Work required: Would you please write out the records below exactly as they appear?

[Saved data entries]
——————————

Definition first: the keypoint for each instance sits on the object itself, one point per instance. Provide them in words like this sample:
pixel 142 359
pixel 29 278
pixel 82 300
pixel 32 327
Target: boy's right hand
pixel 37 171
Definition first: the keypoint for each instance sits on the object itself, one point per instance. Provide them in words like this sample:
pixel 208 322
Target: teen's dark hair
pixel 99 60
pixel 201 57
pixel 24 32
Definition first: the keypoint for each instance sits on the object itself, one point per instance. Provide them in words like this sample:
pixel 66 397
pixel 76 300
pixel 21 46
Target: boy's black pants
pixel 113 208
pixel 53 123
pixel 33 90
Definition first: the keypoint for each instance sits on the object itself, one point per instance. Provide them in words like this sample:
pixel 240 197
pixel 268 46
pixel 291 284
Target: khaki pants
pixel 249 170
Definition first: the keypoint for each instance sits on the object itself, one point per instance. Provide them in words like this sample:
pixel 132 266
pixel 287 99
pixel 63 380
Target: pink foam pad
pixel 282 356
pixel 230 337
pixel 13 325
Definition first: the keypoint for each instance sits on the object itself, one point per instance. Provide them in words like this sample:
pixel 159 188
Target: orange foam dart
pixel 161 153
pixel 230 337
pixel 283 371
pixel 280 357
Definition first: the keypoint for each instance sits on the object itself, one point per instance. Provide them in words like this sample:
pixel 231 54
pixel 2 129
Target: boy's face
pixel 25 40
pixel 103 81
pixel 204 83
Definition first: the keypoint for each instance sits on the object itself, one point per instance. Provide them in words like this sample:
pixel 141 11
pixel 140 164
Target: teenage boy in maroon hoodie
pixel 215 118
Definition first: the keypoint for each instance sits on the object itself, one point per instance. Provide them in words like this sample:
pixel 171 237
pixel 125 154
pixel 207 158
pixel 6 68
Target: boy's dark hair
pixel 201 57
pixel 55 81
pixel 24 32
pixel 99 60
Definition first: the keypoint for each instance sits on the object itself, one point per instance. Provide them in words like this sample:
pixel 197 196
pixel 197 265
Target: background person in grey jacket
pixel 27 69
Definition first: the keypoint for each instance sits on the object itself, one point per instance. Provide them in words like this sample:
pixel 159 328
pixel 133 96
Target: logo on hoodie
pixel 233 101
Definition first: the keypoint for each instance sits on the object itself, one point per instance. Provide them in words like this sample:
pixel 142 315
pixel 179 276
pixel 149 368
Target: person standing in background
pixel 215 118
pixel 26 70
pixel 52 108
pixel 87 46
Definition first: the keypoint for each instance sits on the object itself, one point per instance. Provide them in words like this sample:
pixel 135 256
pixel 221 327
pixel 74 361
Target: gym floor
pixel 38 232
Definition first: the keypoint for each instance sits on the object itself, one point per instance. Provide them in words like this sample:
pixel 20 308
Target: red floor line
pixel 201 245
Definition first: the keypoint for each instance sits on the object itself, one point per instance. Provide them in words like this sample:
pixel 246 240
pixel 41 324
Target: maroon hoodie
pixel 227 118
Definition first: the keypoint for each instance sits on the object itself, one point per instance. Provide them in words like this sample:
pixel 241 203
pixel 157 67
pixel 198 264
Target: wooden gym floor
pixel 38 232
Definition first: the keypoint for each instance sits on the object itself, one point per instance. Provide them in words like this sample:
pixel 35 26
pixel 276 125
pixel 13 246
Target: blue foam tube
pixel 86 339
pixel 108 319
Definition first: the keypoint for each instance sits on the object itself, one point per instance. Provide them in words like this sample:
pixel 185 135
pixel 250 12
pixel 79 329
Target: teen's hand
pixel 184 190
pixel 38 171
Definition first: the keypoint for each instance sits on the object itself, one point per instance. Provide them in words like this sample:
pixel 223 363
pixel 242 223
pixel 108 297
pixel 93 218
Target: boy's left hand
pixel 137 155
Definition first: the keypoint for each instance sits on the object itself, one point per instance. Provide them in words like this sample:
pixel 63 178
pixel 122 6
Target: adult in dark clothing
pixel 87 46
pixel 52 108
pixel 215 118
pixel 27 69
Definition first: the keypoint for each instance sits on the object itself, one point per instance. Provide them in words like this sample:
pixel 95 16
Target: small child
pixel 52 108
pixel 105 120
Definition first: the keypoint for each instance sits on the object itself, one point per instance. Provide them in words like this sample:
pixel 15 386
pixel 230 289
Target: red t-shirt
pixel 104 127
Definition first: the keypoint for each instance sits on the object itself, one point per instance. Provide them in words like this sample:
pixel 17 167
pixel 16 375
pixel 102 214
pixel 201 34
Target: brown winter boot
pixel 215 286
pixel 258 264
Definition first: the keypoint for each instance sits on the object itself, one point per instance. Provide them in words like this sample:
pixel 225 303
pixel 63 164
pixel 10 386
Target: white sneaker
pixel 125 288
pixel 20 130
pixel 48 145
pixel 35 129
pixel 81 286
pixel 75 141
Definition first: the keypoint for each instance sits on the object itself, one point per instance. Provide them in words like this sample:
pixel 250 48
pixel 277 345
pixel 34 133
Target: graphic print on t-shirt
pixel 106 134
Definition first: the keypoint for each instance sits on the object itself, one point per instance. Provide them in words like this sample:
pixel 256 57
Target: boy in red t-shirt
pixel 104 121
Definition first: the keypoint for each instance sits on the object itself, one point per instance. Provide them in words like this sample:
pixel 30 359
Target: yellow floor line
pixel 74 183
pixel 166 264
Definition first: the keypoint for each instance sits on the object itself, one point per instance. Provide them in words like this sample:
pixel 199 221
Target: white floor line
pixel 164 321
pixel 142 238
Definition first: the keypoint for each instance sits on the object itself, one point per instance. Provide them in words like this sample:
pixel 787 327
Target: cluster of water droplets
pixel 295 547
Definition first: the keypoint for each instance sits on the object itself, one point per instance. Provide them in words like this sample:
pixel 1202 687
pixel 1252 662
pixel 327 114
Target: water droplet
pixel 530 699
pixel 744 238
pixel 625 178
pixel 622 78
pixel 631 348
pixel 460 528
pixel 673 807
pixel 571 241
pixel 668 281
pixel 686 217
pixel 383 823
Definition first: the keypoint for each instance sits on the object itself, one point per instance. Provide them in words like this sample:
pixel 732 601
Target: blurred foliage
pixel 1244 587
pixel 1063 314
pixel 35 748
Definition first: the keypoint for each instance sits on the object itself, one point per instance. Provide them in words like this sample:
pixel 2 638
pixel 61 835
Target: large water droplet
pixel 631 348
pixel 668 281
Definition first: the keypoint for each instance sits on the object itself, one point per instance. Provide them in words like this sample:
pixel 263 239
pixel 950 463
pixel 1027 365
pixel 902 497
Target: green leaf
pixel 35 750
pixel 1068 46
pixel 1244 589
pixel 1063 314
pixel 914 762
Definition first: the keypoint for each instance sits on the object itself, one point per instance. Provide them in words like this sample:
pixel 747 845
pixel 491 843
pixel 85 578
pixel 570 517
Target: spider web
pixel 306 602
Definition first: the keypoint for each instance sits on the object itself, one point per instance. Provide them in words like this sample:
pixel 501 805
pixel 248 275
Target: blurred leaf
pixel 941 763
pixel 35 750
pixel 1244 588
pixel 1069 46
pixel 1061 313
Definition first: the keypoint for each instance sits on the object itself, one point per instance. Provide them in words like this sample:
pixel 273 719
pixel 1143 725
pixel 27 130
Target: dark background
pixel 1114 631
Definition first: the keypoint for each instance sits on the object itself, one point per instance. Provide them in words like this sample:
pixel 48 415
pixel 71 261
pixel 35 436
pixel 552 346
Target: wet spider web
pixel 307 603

——————————

Task result:
Definition first: the keypoint for each instance sits on the object itself, one point per instance. Provide them in words like this sample:
pixel 142 359
pixel 29 278
pixel 82 300
pixel 32 327
Target: boy's right hand
pixel 37 171
Definition first: the keypoint for each instance sits on the object itself, one point per instance. Provide them in words like this sample:
pixel 208 322
Target: teen's dark hair
pixel 99 60
pixel 201 57
pixel 24 32
Definition first: the keypoint for each instance sits on the object itself, one point per instance. Provide them in words like this sample:
pixel 66 397
pixel 76 300
pixel 21 46
Target: boy's black pants
pixel 113 208
pixel 53 123
pixel 33 90
Definition first: the keypoint for each instance sits on the object itself, one point per instance. Provide them in words like this sample:
pixel 240 197
pixel 268 46
pixel 291 284
Target: khaki pants
pixel 249 170
Definition first: the keypoint for each instance sits on the object itself, one point per instance. Provide them in words like this sample:
pixel 132 266
pixel 287 99
pixel 63 380
Target: pink foam pad
pixel 282 356
pixel 230 337
pixel 13 325
Definition first: the keypoint for each instance sits on the object itself, one point per instance. Provide them in words like this sample:
pixel 159 188
Target: orange foam dart
pixel 161 153
pixel 230 337
pixel 283 371
pixel 280 357
Definition first: the keypoint for each instance sits on the object itself, one point per instance. Provide them in words like this sample:
pixel 231 54
pixel 2 129
Target: boy's face
pixel 25 40
pixel 103 81
pixel 204 83
Definition first: the keypoint for each instance sits on the object itself, one point per instance. Provide them in words like this sample:
pixel 141 11
pixel 140 164
Target: teenage boy in maroon hoodie
pixel 215 118
Definition first: the keypoint for each instance sits on the object itself, one point per instance. Provide them in words like this sample:
pixel 171 237
pixel 125 154
pixel 207 158
pixel 6 68
Target: boy's dark hair
pixel 201 57
pixel 55 81
pixel 24 32
pixel 99 60
Definition first: the keypoint for each instance sits on the object itself, one point per instance. Provide them in words like this sample:
pixel 197 196
pixel 197 265
Target: background person in grey jacket
pixel 27 69
Definition first: the keypoint for each instance sits on the object itself, one point per instance. Provide them in words like this sample:
pixel 159 328
pixel 133 96
Target: logo on hoodie
pixel 233 101
Definition first: the keypoint for each instance sits on the object itself, one point per instance. Provide them in words like this sample:
pixel 142 315
pixel 179 276
pixel 149 368
Target: person standing in background
pixel 215 118
pixel 26 70
pixel 52 108
pixel 87 46
Definition first: the keypoint for each instance sits on the object itself, one point per instance. Provide them in words like this sample:
pixel 135 256
pixel 221 327
pixel 74 361
Target: gym floor
pixel 38 232
Definition first: the keypoint for each instance sits on the object itself, one point per instance. Provide them in words like this sample:
pixel 20 308
Target: red floor line
pixel 201 245
Definition first: the keypoint for each instance sits on the object itself, one point per instance. Provide them in words like this sample:
pixel 246 240
pixel 41 324
Target: maroon hoodie
pixel 227 118
Definition first: the keypoint for each instance sits on the object itself, one point per instance. Provide them in words like this sample:
pixel 241 203
pixel 157 67
pixel 198 264
Target: wooden gym floor
pixel 38 232
Definition first: the keypoint for each instance sits on the object itself, one point per instance. Provide them in words like this sample:
pixel 35 26
pixel 276 125
pixel 13 246
Target: blue foam tube
pixel 86 339
pixel 108 319
Definition first: the keypoint for each instance sits on the object itself, one point per instance. Provide them in words like this sample:
pixel 185 135
pixel 250 12
pixel 79 329
Target: teen's hand
pixel 184 190
pixel 38 171
Definition first: the keypoint for each instance sits on the object itself, one point per instance. Provide them in words like this sample:
pixel 223 363
pixel 242 223
pixel 108 297
pixel 93 218
Target: boy's left hand
pixel 137 155
Definition first: the keypoint for each instance sits on the object itself, one point per instance. Provide them in words like this sample:
pixel 63 178
pixel 122 6
Target: adult in dark clothing
pixel 87 46
pixel 52 108
pixel 215 118
pixel 27 69
Definition first: the keypoint for each instance sits on the object itself, one point per instance. Provide them in words like this sample:
pixel 95 16
Target: small child
pixel 52 108
pixel 105 120
Definition first: the keypoint for each instance sits on the object itself, one point per instance. Provide them in words like this sample:
pixel 15 386
pixel 230 289
Target: red t-shirt
pixel 104 127
Definition first: the keypoint for each instance sits on the object itself, one point per instance. Provide them in words like this sample:
pixel 17 167
pixel 16 375
pixel 102 214
pixel 201 34
Target: brown winter boot
pixel 215 286
pixel 258 264
Definition first: the keypoint for each instance sits on the object itself, one point per instance. Provide them in words like this sample:
pixel 225 303
pixel 63 164
pixel 10 386
Target: white sneaker
pixel 125 288
pixel 20 130
pixel 48 145
pixel 35 129
pixel 81 286
pixel 75 141
Definition first: the keypoint for each instance sits on the object itself, one point per instance. Provide them in words like this sample:
pixel 250 48
pixel 277 345
pixel 34 133
Target: graphic print on t-shirt
pixel 106 134
Definition first: the keypoint for each instance sits on the object itself, one point per instance. Provide them in words like this sample:
pixel 256 57
Target: boy in red t-shirt
pixel 104 121
Definition first: the keypoint for each instance sits on the object itself, one point per instance. Provide them in words like this sample:
pixel 30 359
Target: yellow floor line
pixel 74 183
pixel 166 264
Definition first: the keypoint for each instance sits on the object itself, one point per instance. Provide them in words like this sample:
pixel 199 221
Target: white floor line
pixel 164 321
pixel 142 238
Definition first: the keypoint for each instance sits on the object itself, one point per instance. Provide them in words like this sample:
pixel 787 327
Target: cluster of water droplets
pixel 295 547
Definition first: the keypoint for each instance sits on the object itself, one point per instance. Provide them in words like this sample:
pixel 1202 687
pixel 1252 662
pixel 327 114
Target: water droplet
pixel 530 699
pixel 744 238
pixel 625 178
pixel 622 78
pixel 631 348
pixel 460 528
pixel 673 807
pixel 571 241
pixel 668 281
pixel 686 217
pixel 383 823
Definition first: the keypoint for each instance sits on the object itself, one point per instance. Provide them in words like this sample:
pixel 732 601
Target: blurred foliage
pixel 1244 587
pixel 1063 314
pixel 35 748
Definition first: the keypoint for each instance sits on the object itself, one point per instance. Provide them in words like this sample:
pixel 2 638
pixel 61 835
Target: large water droplet
pixel 631 348
pixel 668 281
Definition first: the keypoint for each instance sits on the object itself, one point per instance. Provide them in words like this sample:
pixel 263 239
pixel 950 463
pixel 1027 365
pixel 902 497
Target: green leaf
pixel 35 750
pixel 1068 46
pixel 1244 589
pixel 1063 314
pixel 914 762
Definition first: the keypoint for each instance sits on the object itself, one point per instance. Provide them in words like this sample:
pixel 747 845
pixel 491 843
pixel 85 578
pixel 570 517
Target: spider web
pixel 306 602
Definition first: the keypoint for each instance sits on the object itself, one point per instance. Provide them in words like this sample:
pixel 501 805
pixel 248 275
Target: blurred leaf
pixel 941 763
pixel 35 750
pixel 1244 588
pixel 1069 46
pixel 1061 313
Definition first: the keypoint for each instance sits on the object itself, one point per instance. Provide them in words like this sample:
pixel 273 719
pixel 1143 725
pixel 27 130
Target: dark background
pixel 1114 631
Definition first: the keypoint for each instance sits on the object itself, one point per instance. Provide them in words like this sample:
pixel 48 415
pixel 71 261
pixel 35 436
pixel 552 346
Target: wet spider web
pixel 307 603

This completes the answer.